[INPUT DATA]
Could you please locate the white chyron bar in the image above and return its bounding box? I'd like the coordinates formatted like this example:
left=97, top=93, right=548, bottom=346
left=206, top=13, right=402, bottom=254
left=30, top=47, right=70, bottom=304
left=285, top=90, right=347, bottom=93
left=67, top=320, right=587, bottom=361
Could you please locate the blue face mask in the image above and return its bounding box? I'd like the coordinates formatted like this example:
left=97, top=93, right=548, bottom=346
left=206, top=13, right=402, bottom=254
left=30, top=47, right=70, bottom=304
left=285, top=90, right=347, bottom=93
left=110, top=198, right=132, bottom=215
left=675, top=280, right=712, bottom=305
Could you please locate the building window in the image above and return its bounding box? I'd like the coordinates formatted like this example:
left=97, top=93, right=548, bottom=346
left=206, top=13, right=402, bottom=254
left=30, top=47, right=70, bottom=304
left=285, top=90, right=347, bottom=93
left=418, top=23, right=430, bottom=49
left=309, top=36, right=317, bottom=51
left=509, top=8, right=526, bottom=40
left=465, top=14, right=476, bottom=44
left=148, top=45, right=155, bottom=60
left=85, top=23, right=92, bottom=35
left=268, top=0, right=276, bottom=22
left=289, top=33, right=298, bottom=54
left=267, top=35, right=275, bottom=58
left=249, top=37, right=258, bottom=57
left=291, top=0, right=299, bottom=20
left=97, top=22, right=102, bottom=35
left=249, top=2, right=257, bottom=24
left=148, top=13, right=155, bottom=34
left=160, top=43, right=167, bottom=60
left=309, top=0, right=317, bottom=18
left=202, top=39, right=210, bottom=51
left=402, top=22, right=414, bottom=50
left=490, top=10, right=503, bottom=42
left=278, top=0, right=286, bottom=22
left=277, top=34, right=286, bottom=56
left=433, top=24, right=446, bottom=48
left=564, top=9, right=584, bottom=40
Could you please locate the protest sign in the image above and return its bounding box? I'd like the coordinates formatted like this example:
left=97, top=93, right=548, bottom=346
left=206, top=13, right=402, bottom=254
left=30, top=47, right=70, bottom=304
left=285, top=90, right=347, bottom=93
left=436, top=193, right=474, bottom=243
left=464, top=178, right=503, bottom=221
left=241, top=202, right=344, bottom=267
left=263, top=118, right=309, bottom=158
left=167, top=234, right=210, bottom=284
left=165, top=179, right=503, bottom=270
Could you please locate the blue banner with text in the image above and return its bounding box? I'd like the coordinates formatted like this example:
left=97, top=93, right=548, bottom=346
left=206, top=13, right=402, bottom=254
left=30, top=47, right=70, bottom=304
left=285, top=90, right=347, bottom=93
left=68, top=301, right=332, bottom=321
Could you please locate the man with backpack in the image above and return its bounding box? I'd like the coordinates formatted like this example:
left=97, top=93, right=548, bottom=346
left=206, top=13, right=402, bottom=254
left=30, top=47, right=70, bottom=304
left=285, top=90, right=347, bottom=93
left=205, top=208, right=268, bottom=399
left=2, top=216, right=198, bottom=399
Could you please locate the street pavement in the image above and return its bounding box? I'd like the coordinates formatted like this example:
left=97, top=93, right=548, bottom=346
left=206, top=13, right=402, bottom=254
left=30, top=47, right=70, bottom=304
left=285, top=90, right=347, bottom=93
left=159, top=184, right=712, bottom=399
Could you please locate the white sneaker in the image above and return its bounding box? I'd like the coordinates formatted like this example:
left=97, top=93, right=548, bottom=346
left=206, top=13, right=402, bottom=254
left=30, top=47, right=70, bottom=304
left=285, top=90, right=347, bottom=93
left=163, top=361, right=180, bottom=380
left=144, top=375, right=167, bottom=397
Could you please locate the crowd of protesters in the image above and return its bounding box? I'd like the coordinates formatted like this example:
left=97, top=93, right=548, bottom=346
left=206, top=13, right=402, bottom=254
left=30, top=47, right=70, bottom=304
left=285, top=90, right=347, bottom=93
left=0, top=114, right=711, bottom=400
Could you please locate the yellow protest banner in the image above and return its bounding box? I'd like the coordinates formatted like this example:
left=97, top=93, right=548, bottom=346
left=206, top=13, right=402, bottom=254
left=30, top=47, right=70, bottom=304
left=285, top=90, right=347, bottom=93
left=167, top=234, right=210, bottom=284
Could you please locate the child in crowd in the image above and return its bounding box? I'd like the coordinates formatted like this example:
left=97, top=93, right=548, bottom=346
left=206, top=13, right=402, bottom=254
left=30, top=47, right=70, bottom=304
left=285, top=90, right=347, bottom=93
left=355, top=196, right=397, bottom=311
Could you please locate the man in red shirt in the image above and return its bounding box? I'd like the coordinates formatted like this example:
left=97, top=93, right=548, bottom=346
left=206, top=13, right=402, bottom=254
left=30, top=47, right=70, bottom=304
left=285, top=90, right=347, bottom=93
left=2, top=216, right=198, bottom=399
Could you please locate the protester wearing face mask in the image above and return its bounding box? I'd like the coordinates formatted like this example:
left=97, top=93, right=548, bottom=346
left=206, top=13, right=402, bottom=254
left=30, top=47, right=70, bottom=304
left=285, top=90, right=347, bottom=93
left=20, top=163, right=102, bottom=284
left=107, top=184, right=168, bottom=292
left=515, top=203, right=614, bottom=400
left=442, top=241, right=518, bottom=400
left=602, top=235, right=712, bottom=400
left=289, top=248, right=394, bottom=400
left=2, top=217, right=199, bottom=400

[WORK TO BE COMPLETED]
Count each line above in which the string "with" appears, then state only the total.

[YOUR RESPONSE]
2